• _Given data_:
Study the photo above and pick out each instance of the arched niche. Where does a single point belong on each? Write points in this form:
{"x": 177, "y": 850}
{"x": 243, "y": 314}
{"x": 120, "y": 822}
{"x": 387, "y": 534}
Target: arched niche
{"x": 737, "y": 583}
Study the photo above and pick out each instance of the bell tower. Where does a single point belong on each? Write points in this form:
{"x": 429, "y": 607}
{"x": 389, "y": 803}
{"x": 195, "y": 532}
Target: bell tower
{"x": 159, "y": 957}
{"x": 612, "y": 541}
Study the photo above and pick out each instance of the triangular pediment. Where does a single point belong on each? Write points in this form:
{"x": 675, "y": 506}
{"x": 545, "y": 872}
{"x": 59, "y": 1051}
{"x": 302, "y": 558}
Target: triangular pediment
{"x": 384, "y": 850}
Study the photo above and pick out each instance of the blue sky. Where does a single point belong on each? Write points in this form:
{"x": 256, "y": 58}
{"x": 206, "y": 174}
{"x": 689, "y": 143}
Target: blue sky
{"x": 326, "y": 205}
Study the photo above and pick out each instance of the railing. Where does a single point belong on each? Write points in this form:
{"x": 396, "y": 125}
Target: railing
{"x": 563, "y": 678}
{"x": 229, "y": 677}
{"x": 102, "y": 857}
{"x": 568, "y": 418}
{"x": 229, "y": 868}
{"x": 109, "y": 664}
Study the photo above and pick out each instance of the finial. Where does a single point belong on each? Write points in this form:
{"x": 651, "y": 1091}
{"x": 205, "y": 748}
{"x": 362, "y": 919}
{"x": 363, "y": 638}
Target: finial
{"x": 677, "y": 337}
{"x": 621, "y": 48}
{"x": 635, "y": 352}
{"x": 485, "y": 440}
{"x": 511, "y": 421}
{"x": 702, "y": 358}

• _Task brief_: Please retype all of the entries above, keeping every character unchanged.

• _Result for this task_:
Study the photo above and pick out each instance of the arched niche. Where does a single point belong on each? Write points in this form:
{"x": 177, "y": 850}
{"x": 243, "y": 314}
{"x": 120, "y": 822}
{"x": 387, "y": 534}
Target: arched niche
{"x": 737, "y": 583}
Study the photo above and pick out each instance of the bell tower. Where does a single point belong on each? Write points in this form:
{"x": 429, "y": 607}
{"x": 389, "y": 803}
{"x": 195, "y": 532}
Target: bell tower
{"x": 159, "y": 957}
{"x": 612, "y": 541}
Study the photo above and pick out each instance of the triangular pediment. Where does a single point belong on each? Write points in this form:
{"x": 675, "y": 506}
{"x": 545, "y": 872}
{"x": 59, "y": 1051}
{"x": 302, "y": 558}
Target: triangular pediment
{"x": 384, "y": 850}
Study the photo above and pick out each instance of the blue sky. Where does a single point belong on each? Write points in this form:
{"x": 256, "y": 58}
{"x": 206, "y": 174}
{"x": 689, "y": 143}
Target: blue sky
{"x": 326, "y": 205}
Study the photo above and pick out each instance of the railing. Where does a single point belong on each? Write points in this form:
{"x": 396, "y": 125}
Target: railing
{"x": 563, "y": 678}
{"x": 229, "y": 677}
{"x": 102, "y": 857}
{"x": 568, "y": 418}
{"x": 229, "y": 868}
{"x": 109, "y": 664}
Study the photo above and pick out each instance of the finial. Where does a single point belong on each? Write points in this form:
{"x": 651, "y": 1091}
{"x": 205, "y": 748}
{"x": 362, "y": 919}
{"x": 363, "y": 638}
Target: finial
{"x": 677, "y": 337}
{"x": 621, "y": 48}
{"x": 635, "y": 352}
{"x": 485, "y": 440}
{"x": 511, "y": 421}
{"x": 702, "y": 358}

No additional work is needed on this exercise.